DATA FOR PROCESSING

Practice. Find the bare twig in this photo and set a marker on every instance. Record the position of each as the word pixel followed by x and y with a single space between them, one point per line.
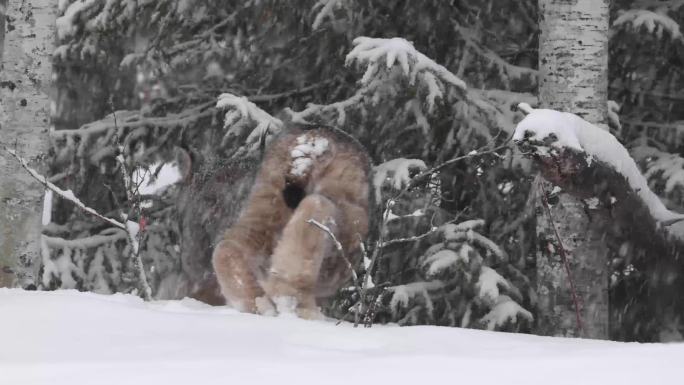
pixel 131 192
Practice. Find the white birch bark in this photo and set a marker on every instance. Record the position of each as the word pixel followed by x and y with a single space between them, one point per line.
pixel 573 66
pixel 25 81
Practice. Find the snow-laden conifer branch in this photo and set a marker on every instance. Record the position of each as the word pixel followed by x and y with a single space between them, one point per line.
pixel 373 52
pixel 325 10
pixel 242 114
pixel 66 194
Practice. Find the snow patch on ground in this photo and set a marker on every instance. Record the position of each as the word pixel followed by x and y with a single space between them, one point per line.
pixel 571 131
pixel 67 337
pixel 304 154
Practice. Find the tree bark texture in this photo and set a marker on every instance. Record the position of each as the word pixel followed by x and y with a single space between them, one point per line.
pixel 25 81
pixel 573 65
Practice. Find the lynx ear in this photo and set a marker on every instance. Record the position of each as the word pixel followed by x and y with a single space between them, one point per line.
pixel 184 161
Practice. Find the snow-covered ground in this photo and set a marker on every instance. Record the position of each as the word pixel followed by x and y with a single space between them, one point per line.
pixel 66 337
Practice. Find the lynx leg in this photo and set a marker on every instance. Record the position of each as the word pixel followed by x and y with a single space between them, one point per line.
pixel 236 276
pixel 298 256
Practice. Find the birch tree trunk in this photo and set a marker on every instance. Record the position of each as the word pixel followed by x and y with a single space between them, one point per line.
pixel 573 64
pixel 24 118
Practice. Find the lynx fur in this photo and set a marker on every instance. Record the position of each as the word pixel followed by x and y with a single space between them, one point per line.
pixel 271 255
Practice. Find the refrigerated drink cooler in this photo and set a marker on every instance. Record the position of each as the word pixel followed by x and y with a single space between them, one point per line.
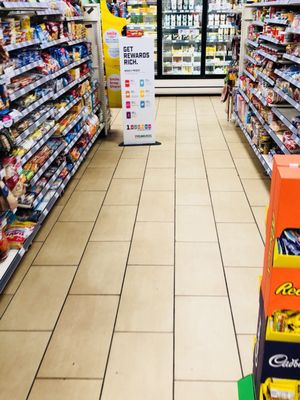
pixel 193 40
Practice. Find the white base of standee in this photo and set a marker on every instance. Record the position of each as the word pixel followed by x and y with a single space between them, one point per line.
pixel 188 86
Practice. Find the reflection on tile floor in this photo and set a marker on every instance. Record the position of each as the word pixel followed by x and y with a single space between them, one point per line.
pixel 148 253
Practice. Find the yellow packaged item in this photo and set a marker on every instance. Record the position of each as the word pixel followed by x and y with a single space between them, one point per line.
pixel 280 389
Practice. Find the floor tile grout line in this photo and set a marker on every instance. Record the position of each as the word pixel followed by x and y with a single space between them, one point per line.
pixel 72 281
pixel 240 179
pixel 203 380
pixel 124 277
pixel 219 245
pixel 174 270
pixel 55 378
pixel 255 221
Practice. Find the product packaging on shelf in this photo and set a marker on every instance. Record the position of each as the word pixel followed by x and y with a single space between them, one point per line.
pixel 276 358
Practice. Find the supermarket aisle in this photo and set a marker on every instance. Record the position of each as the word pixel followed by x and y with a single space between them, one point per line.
pixel 147 269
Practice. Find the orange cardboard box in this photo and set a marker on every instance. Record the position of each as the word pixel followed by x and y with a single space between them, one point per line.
pixel 284 210
pixel 282 290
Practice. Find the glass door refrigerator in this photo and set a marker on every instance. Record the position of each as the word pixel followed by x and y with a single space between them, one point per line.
pixel 223 28
pixel 142 16
pixel 196 38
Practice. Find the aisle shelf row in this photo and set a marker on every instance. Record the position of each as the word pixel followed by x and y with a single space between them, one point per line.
pixel 296 138
pixel 276 139
pixel 252 43
pixel 68 67
pixel 259 97
pixel 262 158
pixel 250 76
pixel 287 78
pixel 52 43
pixel 266 126
pixel 97 108
pixel 257 23
pixel 281 113
pixel 276 21
pixel 252 60
pixel 8 267
pixel 270 39
pixel 265 78
pixel 287 98
pixel 42 45
pixel 32 107
pixel 76 41
pixel 291 57
pixel 18 71
pixel 34 126
pixel 24 5
pixel 271 57
pixel 18 93
pixel 73 123
pixel 47 164
pixel 47 187
pixel 48 12
pixel 21 45
pixel 256 113
pixel 243 94
pixel 275 3
pixel 36 147
pixel 70 86
pixel 65 109
pixel 75 139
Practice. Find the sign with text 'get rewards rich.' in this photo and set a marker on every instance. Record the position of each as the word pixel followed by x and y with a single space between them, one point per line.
pixel 137 83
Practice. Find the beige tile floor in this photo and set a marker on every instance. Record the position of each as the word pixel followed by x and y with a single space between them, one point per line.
pixel 143 282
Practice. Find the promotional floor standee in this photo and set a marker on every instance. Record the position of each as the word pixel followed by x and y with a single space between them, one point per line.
pixel 138 94
pixel 276 360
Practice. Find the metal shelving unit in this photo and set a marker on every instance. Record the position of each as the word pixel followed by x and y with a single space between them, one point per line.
pixel 285 112
pixel 48 196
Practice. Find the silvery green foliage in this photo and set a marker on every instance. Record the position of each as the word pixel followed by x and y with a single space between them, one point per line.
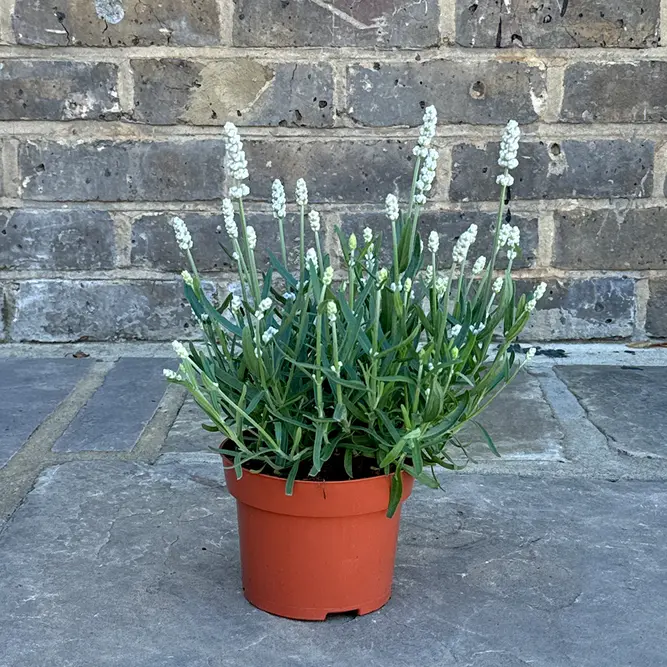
pixel 301 373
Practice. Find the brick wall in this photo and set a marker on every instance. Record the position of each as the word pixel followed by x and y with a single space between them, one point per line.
pixel 107 129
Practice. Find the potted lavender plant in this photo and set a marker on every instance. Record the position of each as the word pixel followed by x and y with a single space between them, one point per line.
pixel 334 388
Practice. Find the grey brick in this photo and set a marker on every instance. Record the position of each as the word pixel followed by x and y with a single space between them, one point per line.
pixel 4 313
pixel 450 225
pixel 78 239
pixel 242 90
pixel 610 239
pixel 115 416
pixel 31 390
pixel 336 171
pixel 558 23
pixel 76 23
pixel 616 93
pixel 656 313
pixel 593 308
pixel 479 93
pixel 186 170
pixel 554 170
pixel 57 90
pixel 380 24
pixel 153 244
pixel 52 311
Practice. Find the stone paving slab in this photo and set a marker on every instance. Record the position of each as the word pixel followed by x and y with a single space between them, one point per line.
pixel 119 563
pixel 627 403
pixel 187 435
pixel 30 390
pixel 520 423
pixel 117 413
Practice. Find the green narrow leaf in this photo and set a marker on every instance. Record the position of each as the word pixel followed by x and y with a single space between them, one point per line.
pixel 248 346
pixel 317 450
pixel 340 413
pixel 395 493
pixel 347 463
pixel 417 457
pixel 289 487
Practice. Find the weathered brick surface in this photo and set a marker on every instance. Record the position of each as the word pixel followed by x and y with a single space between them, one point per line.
pixel 450 225
pixel 170 91
pixel 154 247
pixel 594 308
pixel 558 23
pixel 379 24
pixel 610 239
pixel 616 93
pixel 186 170
pixel 57 90
pixel 143 23
pixel 54 311
pixel 656 312
pixel 555 170
pixel 480 92
pixel 324 89
pixel 336 171
pixel 77 240
pixel 4 313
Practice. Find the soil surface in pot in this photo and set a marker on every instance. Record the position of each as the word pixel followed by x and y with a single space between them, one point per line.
pixel 332 471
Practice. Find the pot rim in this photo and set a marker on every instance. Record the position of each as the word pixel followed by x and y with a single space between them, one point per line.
pixel 312 498
pixel 304 481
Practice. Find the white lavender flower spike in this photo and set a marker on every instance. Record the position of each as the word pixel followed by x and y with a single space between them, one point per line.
pixel 314 220
pixel 278 201
pixel 228 218
pixel 331 311
pixel 509 146
pixel 182 234
pixel 505 179
pixel 252 237
pixel 311 256
pixel 269 334
pixel 391 207
pixel 433 242
pixel 301 193
pixel 479 265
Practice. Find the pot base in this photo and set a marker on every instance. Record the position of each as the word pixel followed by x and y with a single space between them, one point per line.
pixel 315 614
pixel 327 549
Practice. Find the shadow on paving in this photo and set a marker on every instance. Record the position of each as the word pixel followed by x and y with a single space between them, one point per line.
pixel 118 563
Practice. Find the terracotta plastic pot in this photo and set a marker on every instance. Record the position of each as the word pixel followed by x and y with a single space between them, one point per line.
pixel 328 548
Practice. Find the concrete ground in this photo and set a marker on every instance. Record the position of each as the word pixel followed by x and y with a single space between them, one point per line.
pixel 118 542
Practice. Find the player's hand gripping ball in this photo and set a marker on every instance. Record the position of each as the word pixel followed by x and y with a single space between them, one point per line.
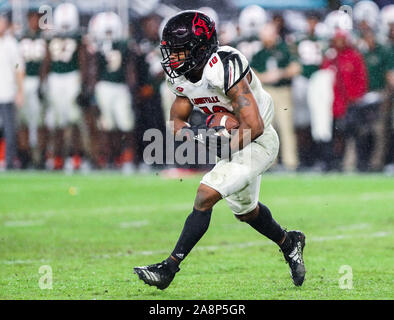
pixel 226 120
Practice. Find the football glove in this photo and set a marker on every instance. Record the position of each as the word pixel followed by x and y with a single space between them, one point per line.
pixel 210 137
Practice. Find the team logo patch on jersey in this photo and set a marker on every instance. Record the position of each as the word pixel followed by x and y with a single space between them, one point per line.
pixel 204 100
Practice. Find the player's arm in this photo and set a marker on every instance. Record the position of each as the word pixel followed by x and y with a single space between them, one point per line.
pixel 180 112
pixel 247 112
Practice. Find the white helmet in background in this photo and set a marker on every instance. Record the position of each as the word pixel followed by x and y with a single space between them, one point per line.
pixel 227 33
pixel 367 11
pixel 295 20
pixel 93 27
pixel 66 18
pixel 111 25
pixel 105 26
pixel 251 20
pixel 387 17
pixel 210 13
pixel 338 19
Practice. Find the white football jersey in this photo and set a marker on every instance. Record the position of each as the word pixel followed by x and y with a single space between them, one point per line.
pixel 224 69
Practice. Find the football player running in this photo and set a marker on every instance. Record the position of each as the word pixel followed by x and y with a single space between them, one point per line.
pixel 197 67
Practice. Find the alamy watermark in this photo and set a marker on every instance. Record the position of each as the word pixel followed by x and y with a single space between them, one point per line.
pixel 187 148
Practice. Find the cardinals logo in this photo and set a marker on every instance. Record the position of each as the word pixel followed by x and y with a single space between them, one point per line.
pixel 200 27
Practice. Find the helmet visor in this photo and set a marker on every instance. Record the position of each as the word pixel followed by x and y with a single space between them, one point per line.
pixel 176 60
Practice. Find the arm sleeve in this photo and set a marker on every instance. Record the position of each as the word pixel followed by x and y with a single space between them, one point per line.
pixel 173 89
pixel 235 67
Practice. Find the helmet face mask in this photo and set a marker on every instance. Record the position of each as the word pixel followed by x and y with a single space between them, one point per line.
pixel 188 40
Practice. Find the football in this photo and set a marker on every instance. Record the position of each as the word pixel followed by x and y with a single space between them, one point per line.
pixel 224 119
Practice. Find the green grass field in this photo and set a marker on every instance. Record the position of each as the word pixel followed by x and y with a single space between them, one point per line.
pixel 91 230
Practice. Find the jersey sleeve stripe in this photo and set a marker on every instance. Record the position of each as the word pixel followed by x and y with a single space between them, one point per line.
pixel 233 69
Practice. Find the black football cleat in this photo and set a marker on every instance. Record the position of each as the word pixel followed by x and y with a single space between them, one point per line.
pixel 294 257
pixel 158 275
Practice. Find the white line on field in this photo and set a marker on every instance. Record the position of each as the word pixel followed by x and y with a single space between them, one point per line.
pixel 379 234
pixel 187 206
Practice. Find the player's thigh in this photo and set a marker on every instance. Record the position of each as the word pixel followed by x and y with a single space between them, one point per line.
pixel 54 117
pixel 238 180
pixel 72 110
pixel 31 112
pixel 104 94
pixel 245 200
pixel 122 109
pixel 229 177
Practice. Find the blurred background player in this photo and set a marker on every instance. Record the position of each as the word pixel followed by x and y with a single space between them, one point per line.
pixel 251 20
pixel 347 64
pixel 275 66
pixel 309 48
pixel 65 70
pixel 114 75
pixel 12 72
pixel 32 134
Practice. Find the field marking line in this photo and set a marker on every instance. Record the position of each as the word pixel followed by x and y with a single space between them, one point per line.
pixel 277 200
pixel 378 234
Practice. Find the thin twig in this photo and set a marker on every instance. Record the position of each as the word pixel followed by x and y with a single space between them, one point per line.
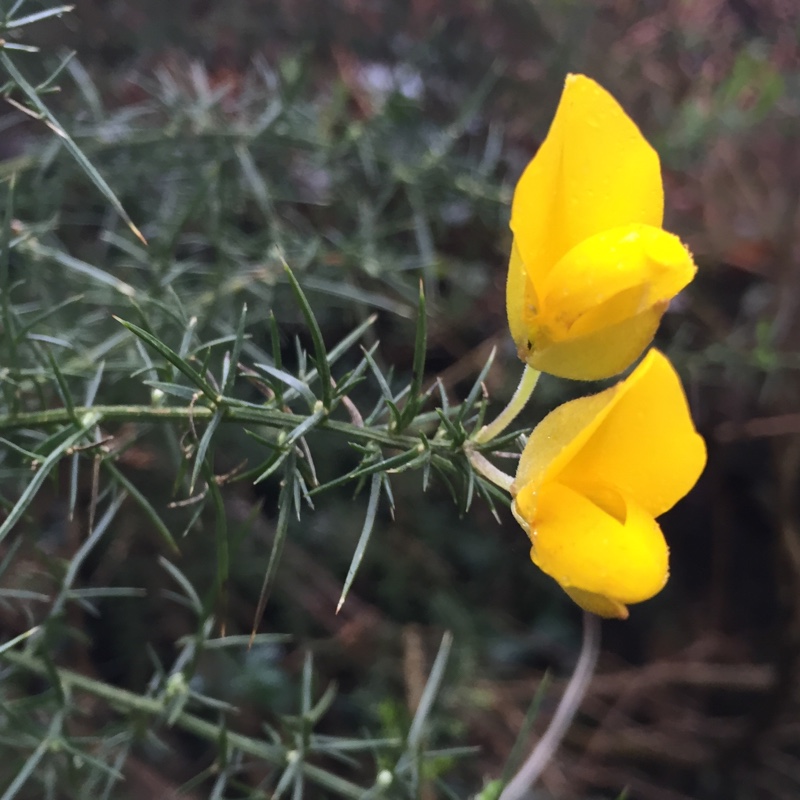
pixel 540 757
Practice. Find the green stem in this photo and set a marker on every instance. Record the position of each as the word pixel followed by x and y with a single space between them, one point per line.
pixel 523 781
pixel 272 418
pixel 128 701
pixel 489 471
pixel 525 389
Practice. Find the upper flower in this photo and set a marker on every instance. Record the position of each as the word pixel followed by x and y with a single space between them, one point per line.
pixel 591 269
pixel 593 477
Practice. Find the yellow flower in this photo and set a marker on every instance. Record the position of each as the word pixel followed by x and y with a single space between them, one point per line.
pixel 593 477
pixel 591 270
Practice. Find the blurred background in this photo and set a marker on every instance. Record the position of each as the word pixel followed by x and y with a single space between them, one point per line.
pixel 378 143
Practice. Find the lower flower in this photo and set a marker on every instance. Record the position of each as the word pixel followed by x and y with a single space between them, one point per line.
pixel 594 476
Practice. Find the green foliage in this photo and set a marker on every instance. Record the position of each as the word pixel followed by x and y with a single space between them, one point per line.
pixel 234 339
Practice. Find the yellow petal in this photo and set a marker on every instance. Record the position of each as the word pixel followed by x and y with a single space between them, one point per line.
pixel 614 551
pixel 594 171
pixel 597 604
pixel 612 276
pixel 636 437
pixel 645 446
pixel 597 355
pixel 600 306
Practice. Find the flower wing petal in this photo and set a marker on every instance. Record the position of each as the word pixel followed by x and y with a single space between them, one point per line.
pixel 646 445
pixel 601 354
pixel 612 276
pixel 615 552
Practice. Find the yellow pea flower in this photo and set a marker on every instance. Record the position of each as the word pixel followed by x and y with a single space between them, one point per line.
pixel 593 477
pixel 591 270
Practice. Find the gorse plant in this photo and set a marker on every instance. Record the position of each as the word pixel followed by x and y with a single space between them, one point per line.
pixel 235 335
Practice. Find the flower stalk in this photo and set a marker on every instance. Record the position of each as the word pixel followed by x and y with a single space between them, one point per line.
pixel 527 384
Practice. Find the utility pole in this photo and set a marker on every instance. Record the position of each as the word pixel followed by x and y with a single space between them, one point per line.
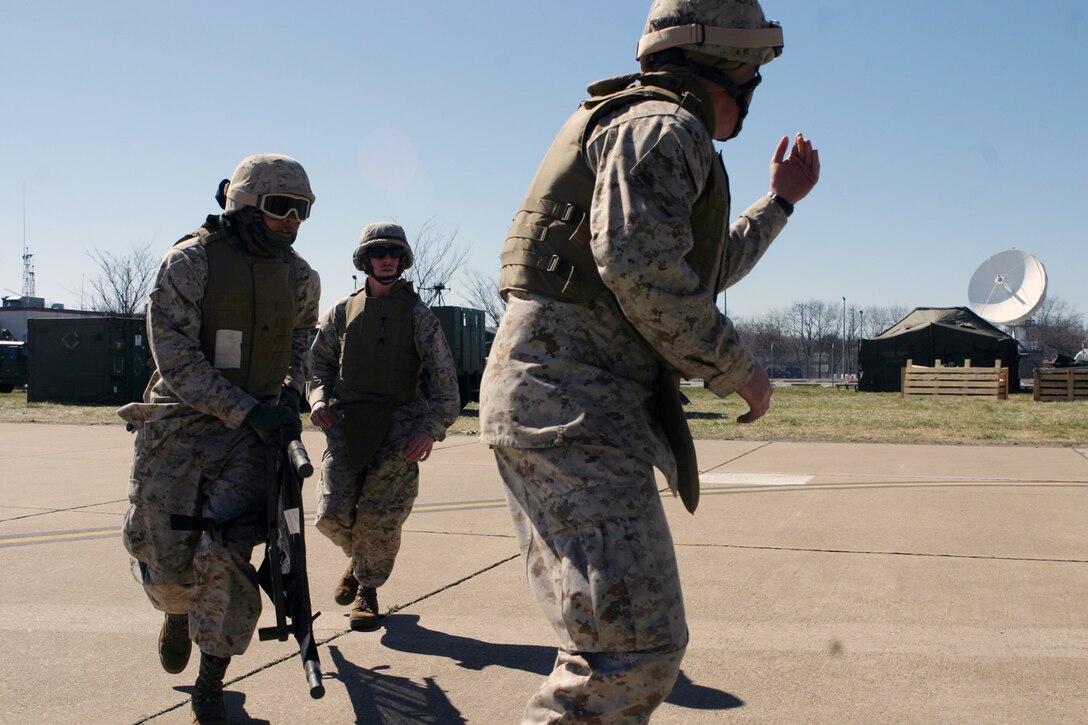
pixel 844 345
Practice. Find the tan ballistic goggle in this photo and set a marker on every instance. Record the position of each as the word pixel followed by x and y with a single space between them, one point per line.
pixel 281 206
pixel 699 35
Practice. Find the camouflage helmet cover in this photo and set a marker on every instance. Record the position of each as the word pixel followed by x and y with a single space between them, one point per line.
pixel 266 173
pixel 382 234
pixel 729 29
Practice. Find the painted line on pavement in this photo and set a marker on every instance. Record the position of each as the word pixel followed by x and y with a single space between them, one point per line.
pixel 756 486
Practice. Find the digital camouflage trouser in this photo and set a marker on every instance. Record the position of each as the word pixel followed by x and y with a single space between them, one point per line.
pixel 209 470
pixel 363 512
pixel 598 556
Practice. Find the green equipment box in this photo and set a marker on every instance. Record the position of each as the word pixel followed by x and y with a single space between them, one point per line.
pixel 97 360
pixel 465 332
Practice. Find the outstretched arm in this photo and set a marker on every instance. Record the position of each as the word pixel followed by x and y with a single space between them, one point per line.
pixel 792 176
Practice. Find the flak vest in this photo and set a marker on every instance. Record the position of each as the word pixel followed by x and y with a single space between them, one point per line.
pixel 247 312
pixel 547 248
pixel 379 359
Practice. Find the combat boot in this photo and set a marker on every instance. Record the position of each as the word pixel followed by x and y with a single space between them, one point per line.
pixel 208 705
pixel 347 587
pixel 365 614
pixel 174 642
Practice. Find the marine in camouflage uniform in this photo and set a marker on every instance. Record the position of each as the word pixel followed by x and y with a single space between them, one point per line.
pixel 217 392
pixel 610 273
pixel 367 359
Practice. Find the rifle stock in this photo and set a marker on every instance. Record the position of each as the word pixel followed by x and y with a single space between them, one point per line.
pixel 283 573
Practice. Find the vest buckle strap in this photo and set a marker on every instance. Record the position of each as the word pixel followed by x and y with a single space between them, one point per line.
pixel 564 211
pixel 557 265
pixel 569 213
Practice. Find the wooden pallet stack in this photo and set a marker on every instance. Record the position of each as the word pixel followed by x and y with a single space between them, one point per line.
pixel 960 381
pixel 1060 384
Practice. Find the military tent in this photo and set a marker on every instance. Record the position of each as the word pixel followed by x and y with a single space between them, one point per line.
pixel 949 334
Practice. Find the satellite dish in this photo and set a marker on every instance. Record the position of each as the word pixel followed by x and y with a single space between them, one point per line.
pixel 1008 287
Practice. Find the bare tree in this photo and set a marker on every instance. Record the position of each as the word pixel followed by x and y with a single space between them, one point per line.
pixel 482 291
pixel 1059 328
pixel 123 281
pixel 813 326
pixel 437 259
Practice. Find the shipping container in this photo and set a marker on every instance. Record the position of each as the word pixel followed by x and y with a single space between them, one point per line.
pixel 12 365
pixel 465 332
pixel 98 360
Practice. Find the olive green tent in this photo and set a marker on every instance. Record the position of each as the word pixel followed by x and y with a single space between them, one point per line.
pixel 949 334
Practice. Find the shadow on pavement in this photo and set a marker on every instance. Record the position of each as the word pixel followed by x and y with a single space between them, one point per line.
pixel 379 698
pixel 687 693
pixel 404 634
pixel 235 705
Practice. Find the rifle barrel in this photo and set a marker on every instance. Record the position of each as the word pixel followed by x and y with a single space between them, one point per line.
pixel 299 459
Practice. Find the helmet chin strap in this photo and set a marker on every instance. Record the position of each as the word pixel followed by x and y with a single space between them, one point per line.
pixel 736 91
pixel 369 269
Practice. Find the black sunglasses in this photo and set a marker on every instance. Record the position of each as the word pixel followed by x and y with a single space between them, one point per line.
pixel 378 253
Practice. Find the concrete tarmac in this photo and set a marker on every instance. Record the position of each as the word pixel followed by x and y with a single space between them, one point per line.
pixel 824 584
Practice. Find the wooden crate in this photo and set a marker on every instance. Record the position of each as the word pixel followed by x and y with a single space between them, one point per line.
pixel 966 381
pixel 1061 384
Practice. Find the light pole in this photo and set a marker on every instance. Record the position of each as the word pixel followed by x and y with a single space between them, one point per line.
pixel 844 346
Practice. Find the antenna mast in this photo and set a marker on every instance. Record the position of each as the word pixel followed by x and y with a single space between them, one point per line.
pixel 27 257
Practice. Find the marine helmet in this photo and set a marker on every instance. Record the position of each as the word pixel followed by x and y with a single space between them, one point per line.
pixel 728 29
pixel 270 174
pixel 382 234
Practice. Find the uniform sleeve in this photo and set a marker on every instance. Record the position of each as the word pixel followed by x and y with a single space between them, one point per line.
pixel 444 403
pixel 324 355
pixel 173 316
pixel 650 171
pixel 306 318
pixel 750 236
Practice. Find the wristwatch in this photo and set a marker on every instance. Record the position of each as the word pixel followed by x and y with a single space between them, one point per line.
pixel 786 206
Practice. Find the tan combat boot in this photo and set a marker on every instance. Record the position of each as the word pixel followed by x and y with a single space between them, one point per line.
pixel 208 705
pixel 365 614
pixel 174 642
pixel 347 587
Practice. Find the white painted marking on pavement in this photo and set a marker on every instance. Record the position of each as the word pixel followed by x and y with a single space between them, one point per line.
pixel 754 479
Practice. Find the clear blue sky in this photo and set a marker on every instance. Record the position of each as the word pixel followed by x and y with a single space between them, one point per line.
pixel 948 131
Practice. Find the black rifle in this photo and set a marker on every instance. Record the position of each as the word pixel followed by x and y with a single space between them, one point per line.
pixel 283 573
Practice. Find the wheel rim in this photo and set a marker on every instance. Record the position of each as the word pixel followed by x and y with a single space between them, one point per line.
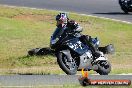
pixel 71 65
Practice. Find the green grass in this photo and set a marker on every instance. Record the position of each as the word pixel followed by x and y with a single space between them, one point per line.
pixel 22 29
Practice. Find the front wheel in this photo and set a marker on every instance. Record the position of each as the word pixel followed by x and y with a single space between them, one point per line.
pixel 69 67
pixel 104 67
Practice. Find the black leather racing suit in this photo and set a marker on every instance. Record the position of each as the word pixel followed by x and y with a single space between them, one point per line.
pixel 71 26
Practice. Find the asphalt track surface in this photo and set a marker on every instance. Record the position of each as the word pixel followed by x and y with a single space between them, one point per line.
pixel 40 80
pixel 101 8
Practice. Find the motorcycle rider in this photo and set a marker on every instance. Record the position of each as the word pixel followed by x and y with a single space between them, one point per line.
pixel 64 26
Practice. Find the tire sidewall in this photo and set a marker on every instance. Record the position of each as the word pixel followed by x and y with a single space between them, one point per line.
pixel 62 65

TASK TO CARRY OUT
Reproduce, unchanged, each line between the one with "Practice. Find the wheel" and the last line of the material, both included; the pictures do not go in.

ANSWER BELOW
Practice. Find the wheel rim in this photo and set a marker on every instance. Record the position of each as the word pixel followed by x and y with a single space between them, one point per line.
pixel 71 65
Practice. Find the green grass in this photo and set a marker on every instance. Record the position of each as the word pixel followed by x and y with a single space between them, one point per line.
pixel 22 29
Practice. Find the front wheel in this photo and set a marker on every instance. Record the position of each as the word pixel followed by x and y with a single space between them, one point per line.
pixel 69 67
pixel 104 67
Practice. Find the black leather racing suit in this photo and set a marker on every instance. Record the position of each as the word pixel followed by x and y with a single space between them, one point per line.
pixel 71 26
Practice. Find the asphalt track surface in this photo and set a marker on every instance. Record the position of each as the word pixel followed by x and y with a single space between them, one point per line.
pixel 40 80
pixel 101 8
Practice. Find the motorcycle rider in this photo and set a marker on every instance. Record the position of each as the word pixel followed by x and y with a single space between them, one point per line.
pixel 64 26
Practice. Find the tire sidewall in this photo and set a marker on every instance. Record the position of each as the word pixel followed by x and y with a single space between them, one point per line.
pixel 62 65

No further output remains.